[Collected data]
--------------------------------------------------

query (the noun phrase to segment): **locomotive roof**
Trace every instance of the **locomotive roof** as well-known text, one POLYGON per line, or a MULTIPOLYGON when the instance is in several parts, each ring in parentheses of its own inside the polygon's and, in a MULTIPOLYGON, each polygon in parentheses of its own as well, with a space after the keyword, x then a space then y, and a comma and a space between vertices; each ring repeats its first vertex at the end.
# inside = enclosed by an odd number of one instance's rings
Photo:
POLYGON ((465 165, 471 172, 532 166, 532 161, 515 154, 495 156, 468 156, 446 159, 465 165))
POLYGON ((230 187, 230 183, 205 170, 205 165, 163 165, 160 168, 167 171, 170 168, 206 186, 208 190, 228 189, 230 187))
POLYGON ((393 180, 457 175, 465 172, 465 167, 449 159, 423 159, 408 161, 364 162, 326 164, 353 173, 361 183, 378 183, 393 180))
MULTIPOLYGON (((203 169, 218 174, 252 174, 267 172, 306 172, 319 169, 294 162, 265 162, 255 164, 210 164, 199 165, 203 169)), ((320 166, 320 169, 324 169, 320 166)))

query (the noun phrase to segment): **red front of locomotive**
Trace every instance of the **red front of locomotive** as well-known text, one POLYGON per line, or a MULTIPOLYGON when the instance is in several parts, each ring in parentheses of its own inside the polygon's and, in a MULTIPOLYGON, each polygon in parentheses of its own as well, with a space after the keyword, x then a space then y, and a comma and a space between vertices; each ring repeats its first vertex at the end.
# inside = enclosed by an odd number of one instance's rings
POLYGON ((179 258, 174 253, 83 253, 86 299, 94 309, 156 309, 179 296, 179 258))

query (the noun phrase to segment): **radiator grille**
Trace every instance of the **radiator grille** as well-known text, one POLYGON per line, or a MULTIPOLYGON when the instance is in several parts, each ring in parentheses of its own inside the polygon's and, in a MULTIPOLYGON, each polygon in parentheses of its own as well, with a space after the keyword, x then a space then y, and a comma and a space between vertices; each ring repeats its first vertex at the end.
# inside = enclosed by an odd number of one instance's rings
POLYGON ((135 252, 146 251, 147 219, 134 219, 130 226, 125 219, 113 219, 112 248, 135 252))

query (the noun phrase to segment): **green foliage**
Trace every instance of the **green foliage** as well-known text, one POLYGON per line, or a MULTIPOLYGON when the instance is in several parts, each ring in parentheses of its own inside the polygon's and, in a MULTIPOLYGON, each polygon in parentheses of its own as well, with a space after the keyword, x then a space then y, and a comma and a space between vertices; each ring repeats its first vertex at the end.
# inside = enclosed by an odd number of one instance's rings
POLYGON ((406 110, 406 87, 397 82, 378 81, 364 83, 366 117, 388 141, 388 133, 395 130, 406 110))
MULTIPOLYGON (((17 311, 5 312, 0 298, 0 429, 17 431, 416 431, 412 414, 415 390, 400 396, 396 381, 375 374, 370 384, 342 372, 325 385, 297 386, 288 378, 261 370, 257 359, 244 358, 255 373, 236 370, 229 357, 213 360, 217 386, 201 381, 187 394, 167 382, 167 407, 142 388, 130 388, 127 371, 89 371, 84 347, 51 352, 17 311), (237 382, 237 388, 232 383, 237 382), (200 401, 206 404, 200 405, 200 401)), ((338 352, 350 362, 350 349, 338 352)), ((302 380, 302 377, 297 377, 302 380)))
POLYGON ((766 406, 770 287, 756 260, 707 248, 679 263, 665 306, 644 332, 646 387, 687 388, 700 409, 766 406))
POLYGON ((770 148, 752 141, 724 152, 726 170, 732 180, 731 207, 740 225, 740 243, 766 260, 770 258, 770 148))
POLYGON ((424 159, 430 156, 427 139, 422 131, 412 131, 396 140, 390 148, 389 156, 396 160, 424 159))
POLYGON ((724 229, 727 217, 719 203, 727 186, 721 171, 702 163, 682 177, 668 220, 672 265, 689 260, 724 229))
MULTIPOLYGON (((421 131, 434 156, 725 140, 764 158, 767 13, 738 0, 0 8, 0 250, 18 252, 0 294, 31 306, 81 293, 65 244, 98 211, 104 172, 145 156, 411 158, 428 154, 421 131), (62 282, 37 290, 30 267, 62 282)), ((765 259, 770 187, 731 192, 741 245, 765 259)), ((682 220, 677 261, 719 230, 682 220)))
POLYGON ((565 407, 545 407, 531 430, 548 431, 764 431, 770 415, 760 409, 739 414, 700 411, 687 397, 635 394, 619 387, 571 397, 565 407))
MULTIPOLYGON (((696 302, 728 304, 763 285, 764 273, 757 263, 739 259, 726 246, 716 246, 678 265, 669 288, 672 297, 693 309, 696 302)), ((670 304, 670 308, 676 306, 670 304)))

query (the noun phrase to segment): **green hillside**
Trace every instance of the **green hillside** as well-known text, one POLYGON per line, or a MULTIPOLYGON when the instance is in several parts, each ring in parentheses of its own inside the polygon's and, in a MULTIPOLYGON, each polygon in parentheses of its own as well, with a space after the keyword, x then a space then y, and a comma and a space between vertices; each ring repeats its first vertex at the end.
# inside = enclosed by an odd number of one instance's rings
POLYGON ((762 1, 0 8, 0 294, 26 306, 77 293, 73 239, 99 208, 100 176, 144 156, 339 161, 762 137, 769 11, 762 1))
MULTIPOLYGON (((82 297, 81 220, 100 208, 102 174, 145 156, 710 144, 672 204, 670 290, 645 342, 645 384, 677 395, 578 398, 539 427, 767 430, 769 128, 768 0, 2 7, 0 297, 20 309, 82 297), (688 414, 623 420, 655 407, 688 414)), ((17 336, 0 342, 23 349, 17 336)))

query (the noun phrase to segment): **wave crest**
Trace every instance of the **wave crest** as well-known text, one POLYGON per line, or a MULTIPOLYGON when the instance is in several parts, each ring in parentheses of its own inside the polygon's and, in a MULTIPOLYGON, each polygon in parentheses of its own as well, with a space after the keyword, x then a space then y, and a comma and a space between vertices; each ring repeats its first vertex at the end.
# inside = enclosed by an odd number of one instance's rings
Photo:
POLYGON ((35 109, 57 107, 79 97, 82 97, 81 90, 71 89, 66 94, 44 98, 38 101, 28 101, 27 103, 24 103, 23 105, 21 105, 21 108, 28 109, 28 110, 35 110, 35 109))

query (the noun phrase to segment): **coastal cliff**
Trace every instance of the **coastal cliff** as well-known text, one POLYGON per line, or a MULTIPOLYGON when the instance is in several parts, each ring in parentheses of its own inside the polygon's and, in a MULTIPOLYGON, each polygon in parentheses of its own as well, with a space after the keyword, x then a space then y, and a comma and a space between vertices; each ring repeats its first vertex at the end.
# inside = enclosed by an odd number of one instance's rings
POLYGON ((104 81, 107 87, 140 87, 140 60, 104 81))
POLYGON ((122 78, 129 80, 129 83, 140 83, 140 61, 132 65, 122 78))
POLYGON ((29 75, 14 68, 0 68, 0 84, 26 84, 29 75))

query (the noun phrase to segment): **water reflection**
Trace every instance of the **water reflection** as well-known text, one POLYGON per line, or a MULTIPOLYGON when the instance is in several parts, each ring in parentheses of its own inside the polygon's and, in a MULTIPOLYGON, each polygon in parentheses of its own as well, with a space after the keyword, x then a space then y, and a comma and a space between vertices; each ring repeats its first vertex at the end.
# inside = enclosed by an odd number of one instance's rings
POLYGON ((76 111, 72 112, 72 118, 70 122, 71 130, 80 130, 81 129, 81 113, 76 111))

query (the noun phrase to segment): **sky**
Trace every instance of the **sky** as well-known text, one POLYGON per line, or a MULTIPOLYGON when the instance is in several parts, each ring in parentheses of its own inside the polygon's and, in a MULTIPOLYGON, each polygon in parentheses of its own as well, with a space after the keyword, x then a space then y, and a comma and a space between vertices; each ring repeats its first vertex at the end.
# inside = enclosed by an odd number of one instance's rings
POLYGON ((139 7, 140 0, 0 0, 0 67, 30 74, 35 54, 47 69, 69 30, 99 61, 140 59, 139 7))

--------------------------------------------------

* INSTRUCTIONS FOR THE TASK
Once you find the line with "Trace every instance of the **wave" in the entries above, output it and each line after it up to and including the line with "query (the noun phrase to segment): **water", and nothing else.

* OUTPUT FOR THIS EXERCISE
Trace every instance of the **wave crest** as well-known text, one POLYGON per line, or a MULTIPOLYGON when the instance is in several parts, each ring in parentheses of its own inside the polygon's and, in a MULTIPOLYGON, each polygon in parentheses of its own as well, with a space after the keyword, x then a space then y, and a comma and a space between vertices; each ring repeats its first vertex at the end.
# inside = enclosed by an odd number of one instance's rings
Photo:
POLYGON ((35 109, 57 107, 79 97, 82 97, 81 90, 71 89, 66 94, 44 98, 38 101, 28 101, 27 103, 24 103, 23 105, 21 105, 21 108, 28 109, 28 110, 35 110, 35 109))

query (the noun phrase to segment): **coastal cliff**
Trace every instance of the **coastal cliff** as well-known text, one POLYGON per line, or a MULTIPOLYGON when the instance is in several parts, each ring in parentheses of its own inside the polygon's and, in a MULTIPOLYGON, each polygon in parentheses of its own as well, with a space after the keyword, x then a space then y, and a comma and a space between vertices; each ring repeats its first vertex at the end.
# inside = enclosed by an odd number of one instance's rings
POLYGON ((104 81, 107 87, 140 87, 140 60, 104 81))
POLYGON ((122 78, 129 80, 129 83, 140 83, 140 61, 132 65, 122 78))
POLYGON ((29 75, 14 68, 0 68, 0 84, 26 84, 29 75))

query (the noun phrase to segment): **water reflection**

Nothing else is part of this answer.